* _Exercises to complete_
**a)** From the signal classification excerpt below, print the passage starting with "FIG. 13 is a" and going on through "of signal classification.".
**b)** Translate this sentence from the signal classification excerpt below into Spanish: "FIG. 15 is a block diagram showing another environment in which signal classification may be deployed."

* _Excerpted text_
---*---

FIG. 7 illustrates examples of accumulated signal pulse data used by the signal classification process.
FIGS. 8-11 illustrate histograms of signal pulse characteristics of several exemplary signals that may occur in an unlicensed radio frequency band.
FIG. 12 is a diagram depicting how accumulated signal pulse data is compared with reference signal pulse data of known signals.
FIG. 13 is a diagram depicting how signal pulse timing signatures of unknown signals are compared against signal pulse timing signature templates of known signals for purposes of signal classification.
FIG. 14 is a block diagram showing how reference data for new signals can be generated for use in a signal classification process.
FIG. 15 is a block diagram showing another environment in which signal classification may be deployed.
FIG. 16 is a graphical diagram showing exemplary output that may accompany signal classification output.
FIG. 1 shows a general environment for a signal classification system and method. A wireless communication device 1000 operates in an environment, such as an unlicensed radio frequency band, where signals from other devices sharing the same frequency band may be present. Examples of other devices sharing the unlicensed frequency band with communication device 1000 are, for example, a cordless phone handset 2000 and cordless phone base station 2005, a wireless headset or other appliance remote 2010 and its base station 2015 (such as a device using the Bluetooth™ protocol or a device using the HomeRF™ protocol), a microwave oven 2020, an infant (video and/or audio) monitor base station 2030, a first wireless local area network (WLAN) device 2040 (such as an access point), a second WLAN device 2045 (such as a station) and a radar device 2050. Additional WLAN devices (e.g., stations) may be operating in the frequency band. Device 1000 may be any type of communication device, such as a WLAN device for example. Device 1000 may be in communication, or capable of communicating, with one or both WLAN devices 2040 and 2045.

---*---

* _Given data_

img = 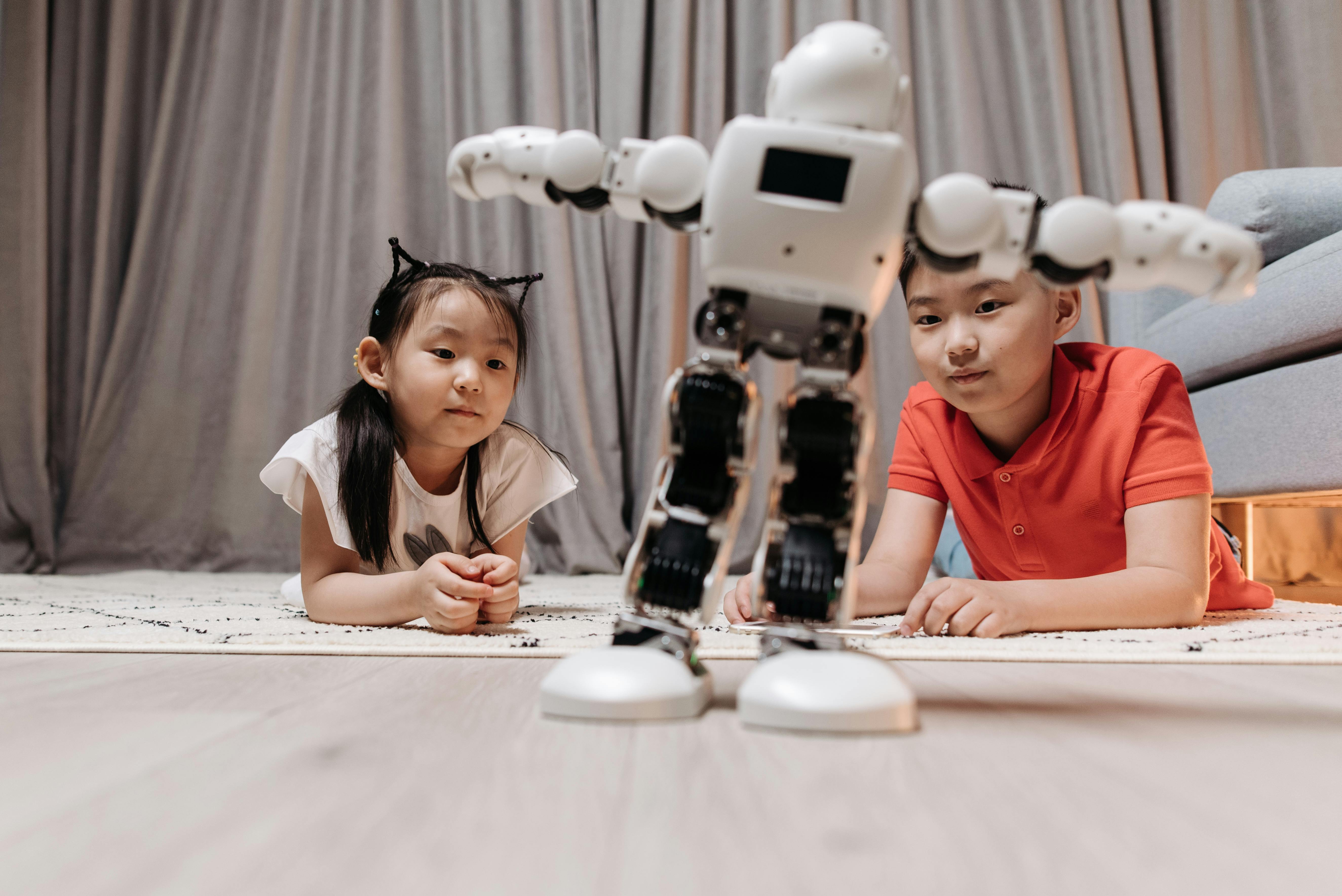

---*---

* _The results_
**a)**
FIG. 13 is a diagram depicting how signal pulse timing signatures of unknown signals are compared against signal pulse timing signature templates of known signals for purposes of signal classification.

**b)** La FIG. 15 es un diagrama de bloques que muestra otro entorno en el que puede implementarse la clasificación de señales.